=== Section Start ===

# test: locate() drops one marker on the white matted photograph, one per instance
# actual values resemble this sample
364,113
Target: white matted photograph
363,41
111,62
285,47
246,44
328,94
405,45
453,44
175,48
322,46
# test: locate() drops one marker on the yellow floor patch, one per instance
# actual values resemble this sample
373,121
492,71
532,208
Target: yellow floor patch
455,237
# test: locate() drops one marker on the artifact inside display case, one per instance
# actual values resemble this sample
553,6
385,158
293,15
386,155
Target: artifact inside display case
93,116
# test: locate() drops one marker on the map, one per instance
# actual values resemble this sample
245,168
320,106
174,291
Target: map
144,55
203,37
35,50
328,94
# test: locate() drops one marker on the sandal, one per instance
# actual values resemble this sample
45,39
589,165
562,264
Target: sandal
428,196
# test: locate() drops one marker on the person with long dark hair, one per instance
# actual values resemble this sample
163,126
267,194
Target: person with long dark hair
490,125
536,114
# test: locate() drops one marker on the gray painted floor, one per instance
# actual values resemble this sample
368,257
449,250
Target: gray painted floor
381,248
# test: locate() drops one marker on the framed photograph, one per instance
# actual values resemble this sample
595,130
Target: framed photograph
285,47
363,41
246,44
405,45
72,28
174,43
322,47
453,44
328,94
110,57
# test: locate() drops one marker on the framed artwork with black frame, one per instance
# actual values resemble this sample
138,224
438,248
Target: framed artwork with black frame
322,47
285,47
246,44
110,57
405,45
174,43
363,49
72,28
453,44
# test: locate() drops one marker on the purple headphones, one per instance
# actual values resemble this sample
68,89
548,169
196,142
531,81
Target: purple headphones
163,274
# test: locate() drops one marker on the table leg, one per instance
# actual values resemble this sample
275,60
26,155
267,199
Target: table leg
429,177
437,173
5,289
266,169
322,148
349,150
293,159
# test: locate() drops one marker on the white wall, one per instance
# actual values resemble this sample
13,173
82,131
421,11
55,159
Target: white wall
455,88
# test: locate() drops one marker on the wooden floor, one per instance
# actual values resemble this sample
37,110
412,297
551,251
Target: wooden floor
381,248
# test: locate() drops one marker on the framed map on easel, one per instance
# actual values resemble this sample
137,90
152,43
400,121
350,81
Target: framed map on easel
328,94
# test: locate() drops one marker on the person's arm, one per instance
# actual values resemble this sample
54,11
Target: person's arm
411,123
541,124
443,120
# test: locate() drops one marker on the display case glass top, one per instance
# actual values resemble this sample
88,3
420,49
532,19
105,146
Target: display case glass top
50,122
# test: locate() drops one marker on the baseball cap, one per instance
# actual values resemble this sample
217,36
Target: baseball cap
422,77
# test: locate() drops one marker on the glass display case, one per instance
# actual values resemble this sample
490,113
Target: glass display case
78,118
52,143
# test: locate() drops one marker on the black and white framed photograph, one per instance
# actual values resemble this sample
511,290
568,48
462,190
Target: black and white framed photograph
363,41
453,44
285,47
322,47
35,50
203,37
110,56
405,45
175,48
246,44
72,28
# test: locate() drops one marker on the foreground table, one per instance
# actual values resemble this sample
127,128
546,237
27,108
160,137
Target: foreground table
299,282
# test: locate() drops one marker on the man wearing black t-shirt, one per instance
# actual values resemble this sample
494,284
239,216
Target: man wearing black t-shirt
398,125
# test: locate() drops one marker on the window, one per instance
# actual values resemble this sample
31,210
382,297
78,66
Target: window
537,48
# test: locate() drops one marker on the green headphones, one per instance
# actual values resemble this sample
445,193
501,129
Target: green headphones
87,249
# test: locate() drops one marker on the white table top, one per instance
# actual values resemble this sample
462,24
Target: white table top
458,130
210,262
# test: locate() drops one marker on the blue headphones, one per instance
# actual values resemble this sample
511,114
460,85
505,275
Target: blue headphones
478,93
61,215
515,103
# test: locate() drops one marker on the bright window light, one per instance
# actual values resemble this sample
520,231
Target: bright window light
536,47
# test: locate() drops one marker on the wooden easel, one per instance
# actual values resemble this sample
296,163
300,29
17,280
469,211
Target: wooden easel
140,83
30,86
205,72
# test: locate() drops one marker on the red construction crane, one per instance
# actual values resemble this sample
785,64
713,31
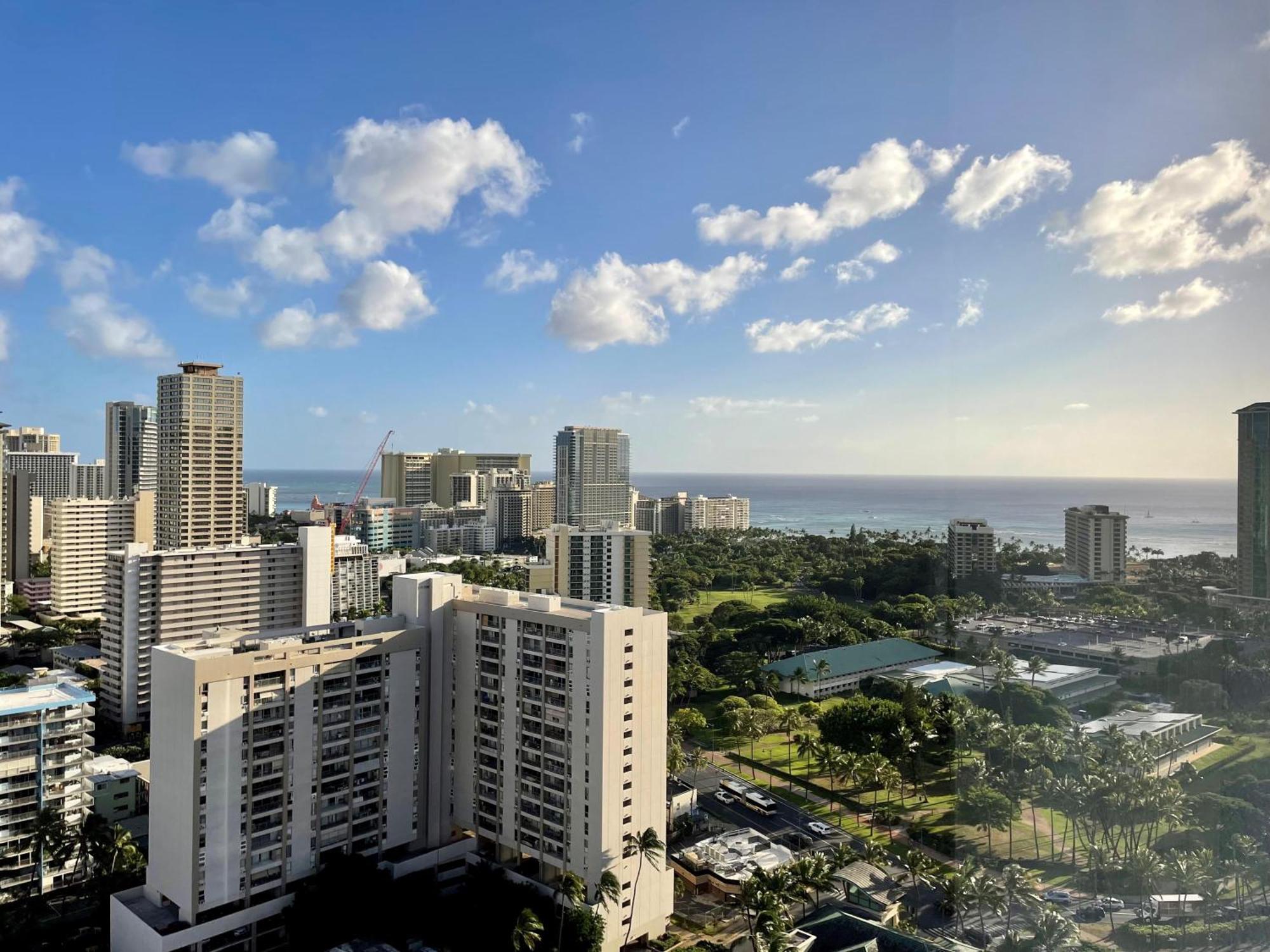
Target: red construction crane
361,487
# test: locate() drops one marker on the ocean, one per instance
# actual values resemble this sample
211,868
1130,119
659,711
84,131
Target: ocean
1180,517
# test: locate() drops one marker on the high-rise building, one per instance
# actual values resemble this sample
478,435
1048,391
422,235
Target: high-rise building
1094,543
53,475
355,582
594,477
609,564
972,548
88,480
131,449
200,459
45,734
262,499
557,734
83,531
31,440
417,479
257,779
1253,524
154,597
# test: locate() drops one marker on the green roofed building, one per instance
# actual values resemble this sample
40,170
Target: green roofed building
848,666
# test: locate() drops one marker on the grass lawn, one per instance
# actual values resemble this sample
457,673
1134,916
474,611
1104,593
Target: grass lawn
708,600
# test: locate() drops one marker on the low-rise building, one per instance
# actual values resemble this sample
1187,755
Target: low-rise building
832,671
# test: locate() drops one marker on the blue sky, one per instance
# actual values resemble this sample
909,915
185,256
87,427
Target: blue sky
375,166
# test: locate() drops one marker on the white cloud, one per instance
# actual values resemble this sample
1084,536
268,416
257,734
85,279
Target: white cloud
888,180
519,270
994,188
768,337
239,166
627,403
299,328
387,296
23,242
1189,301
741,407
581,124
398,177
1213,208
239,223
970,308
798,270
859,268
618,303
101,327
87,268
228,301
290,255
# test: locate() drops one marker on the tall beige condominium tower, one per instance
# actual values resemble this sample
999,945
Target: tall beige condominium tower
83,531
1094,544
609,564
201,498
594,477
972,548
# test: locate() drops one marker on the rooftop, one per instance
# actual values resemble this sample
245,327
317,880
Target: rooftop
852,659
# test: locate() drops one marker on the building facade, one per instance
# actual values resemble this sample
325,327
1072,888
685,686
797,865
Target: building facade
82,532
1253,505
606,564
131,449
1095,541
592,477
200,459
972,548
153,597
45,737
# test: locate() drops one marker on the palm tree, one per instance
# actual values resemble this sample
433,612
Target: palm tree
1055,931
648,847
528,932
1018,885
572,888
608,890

=== Section End ===
=== Section Start ===

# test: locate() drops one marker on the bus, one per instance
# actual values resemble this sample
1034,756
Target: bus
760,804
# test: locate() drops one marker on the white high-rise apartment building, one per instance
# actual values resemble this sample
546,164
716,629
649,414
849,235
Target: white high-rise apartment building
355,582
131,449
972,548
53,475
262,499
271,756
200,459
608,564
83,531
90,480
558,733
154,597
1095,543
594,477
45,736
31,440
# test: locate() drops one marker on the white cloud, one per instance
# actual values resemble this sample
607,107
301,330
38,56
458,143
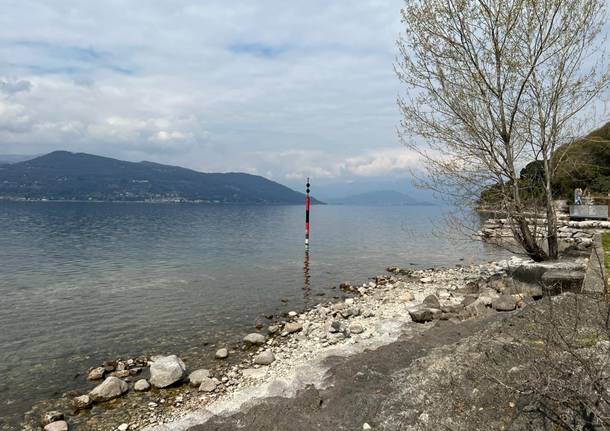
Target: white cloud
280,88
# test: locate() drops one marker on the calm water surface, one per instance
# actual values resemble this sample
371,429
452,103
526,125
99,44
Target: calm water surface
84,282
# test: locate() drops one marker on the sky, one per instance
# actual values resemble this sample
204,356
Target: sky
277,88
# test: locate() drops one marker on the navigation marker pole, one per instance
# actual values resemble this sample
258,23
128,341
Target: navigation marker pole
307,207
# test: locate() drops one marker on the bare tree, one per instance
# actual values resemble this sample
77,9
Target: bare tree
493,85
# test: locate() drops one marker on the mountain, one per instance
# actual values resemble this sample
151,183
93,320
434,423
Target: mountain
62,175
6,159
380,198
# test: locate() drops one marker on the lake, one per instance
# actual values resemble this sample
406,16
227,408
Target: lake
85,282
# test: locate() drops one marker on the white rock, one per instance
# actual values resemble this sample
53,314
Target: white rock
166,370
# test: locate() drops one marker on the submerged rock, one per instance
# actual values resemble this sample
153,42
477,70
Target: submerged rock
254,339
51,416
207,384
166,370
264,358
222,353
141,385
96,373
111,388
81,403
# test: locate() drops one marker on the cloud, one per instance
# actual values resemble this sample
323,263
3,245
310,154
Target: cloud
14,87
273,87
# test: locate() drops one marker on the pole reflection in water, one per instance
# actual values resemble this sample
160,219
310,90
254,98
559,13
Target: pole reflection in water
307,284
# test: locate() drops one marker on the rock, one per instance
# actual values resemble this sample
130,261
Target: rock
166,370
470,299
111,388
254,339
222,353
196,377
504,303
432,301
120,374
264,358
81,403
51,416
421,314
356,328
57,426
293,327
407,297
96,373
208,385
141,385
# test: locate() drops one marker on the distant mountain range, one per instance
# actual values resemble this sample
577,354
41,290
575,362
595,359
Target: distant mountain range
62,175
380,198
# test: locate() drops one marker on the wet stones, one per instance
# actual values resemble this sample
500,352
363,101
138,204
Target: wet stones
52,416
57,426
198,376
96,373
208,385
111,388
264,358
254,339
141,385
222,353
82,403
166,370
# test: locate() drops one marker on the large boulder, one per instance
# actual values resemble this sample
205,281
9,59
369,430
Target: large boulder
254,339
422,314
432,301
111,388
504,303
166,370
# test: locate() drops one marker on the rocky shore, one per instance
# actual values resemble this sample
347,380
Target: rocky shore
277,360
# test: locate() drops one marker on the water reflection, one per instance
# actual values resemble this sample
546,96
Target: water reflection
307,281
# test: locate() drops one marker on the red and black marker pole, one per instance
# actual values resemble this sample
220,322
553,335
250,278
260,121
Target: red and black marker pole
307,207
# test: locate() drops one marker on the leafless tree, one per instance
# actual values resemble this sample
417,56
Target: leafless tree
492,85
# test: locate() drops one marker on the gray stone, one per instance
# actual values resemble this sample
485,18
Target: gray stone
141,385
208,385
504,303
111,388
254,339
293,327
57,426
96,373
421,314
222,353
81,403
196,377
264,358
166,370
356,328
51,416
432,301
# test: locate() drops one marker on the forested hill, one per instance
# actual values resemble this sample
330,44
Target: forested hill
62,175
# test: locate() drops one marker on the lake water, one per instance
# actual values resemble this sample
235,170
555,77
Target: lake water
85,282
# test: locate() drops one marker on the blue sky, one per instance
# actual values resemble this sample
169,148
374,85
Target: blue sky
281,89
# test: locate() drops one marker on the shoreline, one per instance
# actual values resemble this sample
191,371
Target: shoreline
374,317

=== Section End ===
=== Section Start ===

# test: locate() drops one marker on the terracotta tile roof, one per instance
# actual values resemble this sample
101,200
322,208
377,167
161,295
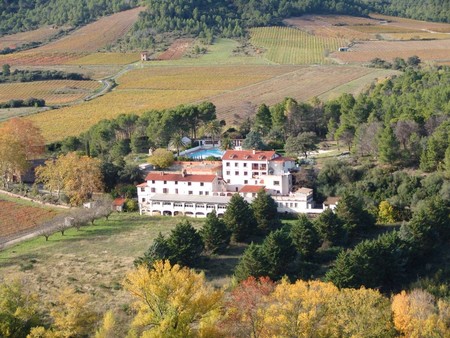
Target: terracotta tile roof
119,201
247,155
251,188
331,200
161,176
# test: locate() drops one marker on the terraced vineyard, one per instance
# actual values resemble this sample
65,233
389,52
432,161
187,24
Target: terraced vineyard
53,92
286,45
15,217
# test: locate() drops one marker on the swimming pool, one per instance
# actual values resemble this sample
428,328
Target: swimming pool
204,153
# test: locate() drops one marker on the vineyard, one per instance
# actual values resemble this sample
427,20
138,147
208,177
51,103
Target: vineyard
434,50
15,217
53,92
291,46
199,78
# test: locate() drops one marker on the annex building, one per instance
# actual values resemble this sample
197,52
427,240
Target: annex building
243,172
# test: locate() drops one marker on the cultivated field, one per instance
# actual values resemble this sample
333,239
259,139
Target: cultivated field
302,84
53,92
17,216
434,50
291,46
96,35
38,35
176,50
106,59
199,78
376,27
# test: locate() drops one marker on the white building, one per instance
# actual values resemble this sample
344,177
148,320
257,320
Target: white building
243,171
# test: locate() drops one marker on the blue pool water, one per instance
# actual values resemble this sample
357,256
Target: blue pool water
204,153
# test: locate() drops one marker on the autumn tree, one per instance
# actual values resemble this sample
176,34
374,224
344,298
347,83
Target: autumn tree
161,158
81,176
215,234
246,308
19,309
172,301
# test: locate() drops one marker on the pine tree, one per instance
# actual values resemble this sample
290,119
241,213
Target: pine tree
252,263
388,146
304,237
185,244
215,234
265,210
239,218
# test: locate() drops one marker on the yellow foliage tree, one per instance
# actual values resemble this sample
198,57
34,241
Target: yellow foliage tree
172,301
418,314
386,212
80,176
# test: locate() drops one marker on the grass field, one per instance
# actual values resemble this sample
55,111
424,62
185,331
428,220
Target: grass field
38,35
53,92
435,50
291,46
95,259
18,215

=== Section End ===

• PROBLEM
In the data above, find the line with "# test: locate() drops one marker on the white matted" and the line with "# test: locate() drops one marker on the person with". Retype both, plus every line between them, exactly.

• TASK OUTPUT
# test: locate() drops one marker on the white matted photograph, one per instance
# actual values resemble this sample
364,113
Target: white matted photograph
363,41
111,62
285,47
246,44
328,94
405,45
453,44
175,48
322,46
# test: locate() drops one marker on the yellow floor patch, one per instance
# actual values resemble this sample
373,121
492,71
532,208
Target: yellow floor patch
455,237
# test: locate() drops one marker on the artifact inside display case, one per instance
# actual values resemble this sample
553,6
385,158
293,15
386,155
Target: artifact inside display case
93,116
# test: locate() drops one marker on the map, one per instance
# actual values resemble this sample
245,168
320,106
174,291
Target: map
144,55
203,37
35,50
328,94
# test: locate() drops one marker on the sandal, one per instance
# actual values resemble this sample
45,39
589,165
562,264
Target: sandal
428,196
# test: locate() drops one marker on the person with long dark hair, one per instance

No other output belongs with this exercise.